What this task involves: Repeat everything in the passage on Cartier-Bresson from "A renowned photojournalist, he" down to "and Bill Vandivert.", word for word.
** Start of Page **
A renowned photojournalist, he began his career in 1931 and purchased his first Leica in 1932. He was one of the first to shoot in the 35 mm format, and was an innovator of the "street photography" which was to influence generations of photographers. During his decades long career he worked all over the world and photographed such luminaries as Matisse, Picasso, Coco Chanel, Truman Capote, and Gandhi. His interest in the visual arts also extended to cinema - he made films with Jean Renoir, Jacques Becker and André Zvoboda and a documentary on Republican Spain (1937). In 1947 Cartier-Bresson co-founded the photographic cooperative Magnum along with fellow photographers Robert Capa, George Rodger, David Seymour and Bill Vandivert.

Cartier-Bresson retired from photography in 1973 to return to painting, and his first love, drawing. He once said in an interview, "Photography is a sketchbook. Drawing is meditation."
** End of Page **
** Start of Provided data **
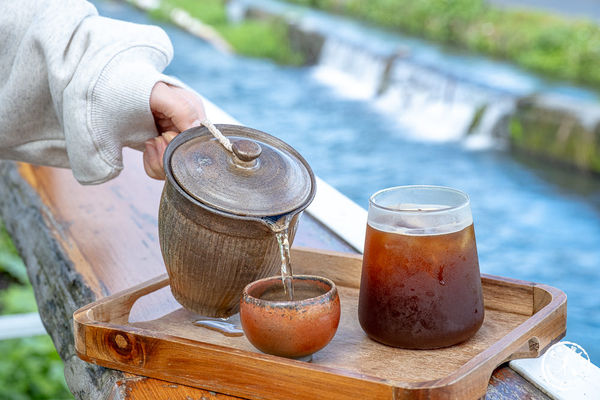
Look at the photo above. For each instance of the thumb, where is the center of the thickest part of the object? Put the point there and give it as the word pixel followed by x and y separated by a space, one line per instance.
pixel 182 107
** End of Provided data **
Solution for this problem:
A renowned photojournalist, he began his career in 1931 and purchased his first Leica in 1932. He was one of the first to shoot in the 35 mm format, and was an innovator of the "street photography" which was to influence generations of photographers. During his decades long career he worked all over the world and photographed such luminaries as Matisse, Picasso, Coco Chanel, Truman Capote, and Gandhi. His interest in the visual arts also extended to cinema - he made films with Jean Renoir, Jacques Becker and André Zvoboda and a documentary on Republican Spain (1937). In 1947 Cartier-Bresson co-founded the photographic cooperative Magnum along with fellow photographers Robert Capa, George Rodger, David Seymour and Bill Vandivert.